**BRIEF**
Update the listing from its first line through the line containing "column 189, row 89", inclusive, by changing "beard" to "facial hair" and leaving everything else as it is. Give only those lines.

Rows from a pointing dataset:
#####

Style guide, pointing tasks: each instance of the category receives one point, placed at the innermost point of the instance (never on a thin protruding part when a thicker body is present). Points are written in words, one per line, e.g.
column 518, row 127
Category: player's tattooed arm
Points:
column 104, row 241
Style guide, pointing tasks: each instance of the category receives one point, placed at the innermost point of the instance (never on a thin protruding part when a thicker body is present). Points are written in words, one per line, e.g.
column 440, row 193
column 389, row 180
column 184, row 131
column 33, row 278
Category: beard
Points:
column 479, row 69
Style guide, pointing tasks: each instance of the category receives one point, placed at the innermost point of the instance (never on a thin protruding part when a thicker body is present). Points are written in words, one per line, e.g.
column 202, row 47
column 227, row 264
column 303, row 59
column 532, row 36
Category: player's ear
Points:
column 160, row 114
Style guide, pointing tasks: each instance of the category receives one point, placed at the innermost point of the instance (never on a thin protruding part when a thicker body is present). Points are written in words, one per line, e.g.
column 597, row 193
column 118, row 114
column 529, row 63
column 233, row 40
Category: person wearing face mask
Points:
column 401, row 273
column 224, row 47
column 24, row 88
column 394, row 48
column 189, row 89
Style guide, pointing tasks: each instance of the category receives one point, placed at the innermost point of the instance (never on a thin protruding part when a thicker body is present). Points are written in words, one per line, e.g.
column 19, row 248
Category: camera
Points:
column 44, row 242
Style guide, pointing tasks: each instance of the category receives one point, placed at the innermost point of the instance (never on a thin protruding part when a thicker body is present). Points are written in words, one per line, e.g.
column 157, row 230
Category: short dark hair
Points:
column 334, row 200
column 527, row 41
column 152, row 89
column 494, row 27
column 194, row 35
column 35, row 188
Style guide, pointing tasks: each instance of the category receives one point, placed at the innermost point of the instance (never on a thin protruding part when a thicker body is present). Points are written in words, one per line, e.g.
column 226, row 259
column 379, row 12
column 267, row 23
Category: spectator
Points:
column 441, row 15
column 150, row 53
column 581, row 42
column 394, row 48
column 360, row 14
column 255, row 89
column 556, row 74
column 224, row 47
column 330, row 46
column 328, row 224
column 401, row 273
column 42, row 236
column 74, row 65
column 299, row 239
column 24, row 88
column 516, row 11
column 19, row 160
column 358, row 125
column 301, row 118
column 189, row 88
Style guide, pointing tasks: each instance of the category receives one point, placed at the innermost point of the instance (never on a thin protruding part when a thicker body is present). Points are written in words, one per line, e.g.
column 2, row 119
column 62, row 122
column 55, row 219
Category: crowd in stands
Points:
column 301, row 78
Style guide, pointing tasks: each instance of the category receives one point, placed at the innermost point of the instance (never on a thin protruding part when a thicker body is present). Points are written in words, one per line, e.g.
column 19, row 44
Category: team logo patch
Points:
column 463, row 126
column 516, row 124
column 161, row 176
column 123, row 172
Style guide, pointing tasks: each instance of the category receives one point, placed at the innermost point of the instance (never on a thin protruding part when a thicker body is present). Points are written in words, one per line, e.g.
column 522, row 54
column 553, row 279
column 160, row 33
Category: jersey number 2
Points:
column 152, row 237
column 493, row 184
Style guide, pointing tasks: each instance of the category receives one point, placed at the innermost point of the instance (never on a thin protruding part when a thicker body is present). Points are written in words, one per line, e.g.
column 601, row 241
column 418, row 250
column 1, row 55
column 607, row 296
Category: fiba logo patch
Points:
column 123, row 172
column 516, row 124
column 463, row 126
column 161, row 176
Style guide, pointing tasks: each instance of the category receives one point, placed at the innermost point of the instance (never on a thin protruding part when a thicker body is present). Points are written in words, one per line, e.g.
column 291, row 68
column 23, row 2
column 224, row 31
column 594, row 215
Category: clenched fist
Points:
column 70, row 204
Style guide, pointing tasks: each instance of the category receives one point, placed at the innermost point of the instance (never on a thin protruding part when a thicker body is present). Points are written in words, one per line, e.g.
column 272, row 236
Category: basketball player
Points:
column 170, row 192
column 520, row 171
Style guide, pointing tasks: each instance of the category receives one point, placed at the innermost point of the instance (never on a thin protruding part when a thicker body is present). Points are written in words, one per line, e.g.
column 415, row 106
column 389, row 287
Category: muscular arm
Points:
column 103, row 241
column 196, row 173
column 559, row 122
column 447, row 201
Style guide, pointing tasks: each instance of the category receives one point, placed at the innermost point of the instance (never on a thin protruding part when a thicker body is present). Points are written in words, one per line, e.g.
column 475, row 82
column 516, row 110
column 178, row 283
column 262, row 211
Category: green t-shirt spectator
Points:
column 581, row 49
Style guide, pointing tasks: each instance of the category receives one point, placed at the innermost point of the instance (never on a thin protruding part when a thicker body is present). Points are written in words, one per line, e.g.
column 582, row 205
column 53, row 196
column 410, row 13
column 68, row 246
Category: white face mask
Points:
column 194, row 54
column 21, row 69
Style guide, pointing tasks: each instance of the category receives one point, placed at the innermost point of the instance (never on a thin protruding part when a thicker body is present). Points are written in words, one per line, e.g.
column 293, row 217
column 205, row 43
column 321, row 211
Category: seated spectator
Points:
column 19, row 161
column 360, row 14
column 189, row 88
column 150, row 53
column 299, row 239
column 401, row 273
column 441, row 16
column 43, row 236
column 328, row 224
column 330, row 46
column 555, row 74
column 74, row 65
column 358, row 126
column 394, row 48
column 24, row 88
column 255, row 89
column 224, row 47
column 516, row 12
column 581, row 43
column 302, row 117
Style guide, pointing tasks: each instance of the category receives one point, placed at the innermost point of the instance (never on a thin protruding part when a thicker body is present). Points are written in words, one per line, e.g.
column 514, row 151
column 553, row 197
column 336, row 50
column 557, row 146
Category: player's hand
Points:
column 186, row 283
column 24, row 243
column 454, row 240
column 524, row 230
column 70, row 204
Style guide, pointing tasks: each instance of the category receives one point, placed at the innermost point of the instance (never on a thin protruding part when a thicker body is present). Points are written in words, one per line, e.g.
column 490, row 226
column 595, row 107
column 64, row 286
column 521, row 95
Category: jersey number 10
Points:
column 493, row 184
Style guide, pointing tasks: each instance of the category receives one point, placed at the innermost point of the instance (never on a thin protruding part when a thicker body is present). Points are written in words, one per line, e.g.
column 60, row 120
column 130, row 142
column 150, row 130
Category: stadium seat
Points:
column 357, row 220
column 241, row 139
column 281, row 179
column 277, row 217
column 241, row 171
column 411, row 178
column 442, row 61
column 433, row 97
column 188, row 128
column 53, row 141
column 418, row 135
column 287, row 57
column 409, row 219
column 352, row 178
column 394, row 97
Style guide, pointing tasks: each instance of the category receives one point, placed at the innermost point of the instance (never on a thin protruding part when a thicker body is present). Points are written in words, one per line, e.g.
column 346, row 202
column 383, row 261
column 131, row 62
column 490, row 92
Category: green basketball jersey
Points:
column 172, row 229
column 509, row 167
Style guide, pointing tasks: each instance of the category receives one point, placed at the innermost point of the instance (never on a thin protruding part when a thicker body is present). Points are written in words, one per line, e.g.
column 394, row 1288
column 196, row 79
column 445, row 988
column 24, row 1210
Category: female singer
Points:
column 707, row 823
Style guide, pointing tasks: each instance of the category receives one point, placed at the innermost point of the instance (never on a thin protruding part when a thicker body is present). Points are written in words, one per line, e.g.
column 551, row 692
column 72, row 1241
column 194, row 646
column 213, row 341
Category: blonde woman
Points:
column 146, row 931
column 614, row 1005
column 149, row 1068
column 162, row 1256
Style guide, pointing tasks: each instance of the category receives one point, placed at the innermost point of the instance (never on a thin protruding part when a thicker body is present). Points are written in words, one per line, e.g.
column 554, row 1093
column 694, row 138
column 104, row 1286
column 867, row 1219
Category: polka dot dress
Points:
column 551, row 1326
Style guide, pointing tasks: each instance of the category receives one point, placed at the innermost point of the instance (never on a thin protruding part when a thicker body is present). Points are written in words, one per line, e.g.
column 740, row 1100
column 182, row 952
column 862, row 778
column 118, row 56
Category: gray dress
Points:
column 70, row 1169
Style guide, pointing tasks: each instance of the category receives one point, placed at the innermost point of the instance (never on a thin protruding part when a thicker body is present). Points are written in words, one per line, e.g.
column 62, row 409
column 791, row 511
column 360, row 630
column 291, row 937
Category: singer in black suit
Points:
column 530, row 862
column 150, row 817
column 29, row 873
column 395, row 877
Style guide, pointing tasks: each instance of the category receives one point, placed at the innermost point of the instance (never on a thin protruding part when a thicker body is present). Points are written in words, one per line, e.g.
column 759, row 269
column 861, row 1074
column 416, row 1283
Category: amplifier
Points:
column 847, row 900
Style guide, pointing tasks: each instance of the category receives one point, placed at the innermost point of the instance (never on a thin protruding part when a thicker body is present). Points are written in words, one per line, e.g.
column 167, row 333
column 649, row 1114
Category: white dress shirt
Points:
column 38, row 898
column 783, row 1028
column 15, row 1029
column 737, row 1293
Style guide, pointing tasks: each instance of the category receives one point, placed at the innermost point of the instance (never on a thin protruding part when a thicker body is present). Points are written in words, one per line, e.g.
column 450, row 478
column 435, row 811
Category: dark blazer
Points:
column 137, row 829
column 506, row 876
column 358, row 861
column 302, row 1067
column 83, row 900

#####

**ANSWER FOR THE TASK**
Style guide, pointing tasks: each instance of the category receives one point, placed at the innermost point of the instance (never on a thin protruding part when a thicker body is present). Points are written in words, one per line, e.g.
column 518, row 127
Category: player's tattooed arm
Points:
column 104, row 241
Style guide, pointing tasks: each instance of the category receives one point, placed at the innermost point of the instance (never on a thin protruding part when a thicker body is present). Points are written in words, one per line, e.g.
column 440, row 193
column 389, row 180
column 184, row 131
column 33, row 278
Category: facial hair
Points:
column 479, row 69
Style guide, pointing tasks: each instance of the category receives one point, placed at the innermost point of the instance (never on a thin protruding part when a thicker body is present). Points are written in words, one per line, e.g.
column 202, row 47
column 227, row 264
column 303, row 59
column 532, row 36
Category: player's ear
Points:
column 160, row 114
Style guide, pointing tasks: each instance of the category receives one point, placed at the innermost point of the instance (never on a thin protruding part when a thicker body is present). Points are written in words, one per line, e.g.
column 597, row 193
column 118, row 114
column 529, row 63
column 233, row 40
Category: person wearing face mask
Points:
column 401, row 273
column 224, row 47
column 24, row 88
column 394, row 48
column 189, row 89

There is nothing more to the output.